# TASK BRIEF
Reproduce the lines below verbatim, beginning with the line that contains "Get ping pong net" and continuing through the final line.

# Stored items
- - -
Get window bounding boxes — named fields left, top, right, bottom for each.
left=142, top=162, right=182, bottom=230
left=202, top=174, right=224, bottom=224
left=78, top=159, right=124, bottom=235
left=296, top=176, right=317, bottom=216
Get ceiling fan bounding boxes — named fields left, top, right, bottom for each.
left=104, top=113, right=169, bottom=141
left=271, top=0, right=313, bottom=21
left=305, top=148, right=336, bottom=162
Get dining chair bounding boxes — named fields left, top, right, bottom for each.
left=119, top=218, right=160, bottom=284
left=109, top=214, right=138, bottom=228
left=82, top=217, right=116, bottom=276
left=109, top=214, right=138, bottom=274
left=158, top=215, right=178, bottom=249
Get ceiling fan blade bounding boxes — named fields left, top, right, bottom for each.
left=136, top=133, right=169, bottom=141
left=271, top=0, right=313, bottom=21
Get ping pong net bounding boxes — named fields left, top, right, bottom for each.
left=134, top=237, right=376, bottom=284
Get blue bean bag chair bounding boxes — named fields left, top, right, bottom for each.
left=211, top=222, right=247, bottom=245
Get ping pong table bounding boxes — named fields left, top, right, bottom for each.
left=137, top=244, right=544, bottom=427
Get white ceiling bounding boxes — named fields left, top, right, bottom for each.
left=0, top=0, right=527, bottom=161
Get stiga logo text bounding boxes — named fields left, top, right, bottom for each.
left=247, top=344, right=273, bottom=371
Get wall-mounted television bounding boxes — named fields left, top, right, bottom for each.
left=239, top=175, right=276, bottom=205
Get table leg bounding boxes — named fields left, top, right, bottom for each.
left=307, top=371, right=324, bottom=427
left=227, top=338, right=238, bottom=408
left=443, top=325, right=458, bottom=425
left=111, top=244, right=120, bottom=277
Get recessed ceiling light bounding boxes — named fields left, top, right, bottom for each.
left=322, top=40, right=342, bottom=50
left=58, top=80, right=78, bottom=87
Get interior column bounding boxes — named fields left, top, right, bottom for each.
- - -
# CORRECT OUTPUT
Get ping pong net bounding boxes — named fields left, top, right, bottom for each.
left=134, top=237, right=376, bottom=284
Get blue bean bag chair bounding boxes — named fields left, top, right, bottom for each.
left=211, top=222, right=247, bottom=245
Get ping pong table bounding boxes — named fields left, top, right, bottom for each.
left=137, top=244, right=544, bottom=427
Get white ceiling bounding boxes — named fields left, top, right, bottom for each.
left=0, top=0, right=527, bottom=161
Get stiga logo text bounding boxes — named fields left, top, right, bottom for each.
left=247, top=344, right=273, bottom=371
Get wall-mounted television bounding boxes — named fields left, top, right, bottom for each.
left=239, top=175, right=276, bottom=205
Get table leg bounding boxes — named fields left, top, right, bottom for each.
left=307, top=371, right=324, bottom=427
left=227, top=338, right=238, bottom=408
left=443, top=325, right=458, bottom=425
left=111, top=244, right=120, bottom=277
Get recessed ceiling light bounding boxes — named fields left, top, right, bottom for each.
left=322, top=40, right=342, bottom=50
left=58, top=80, right=78, bottom=87
Get interior column bounding boxes — named fields left, top, right, bottom for each.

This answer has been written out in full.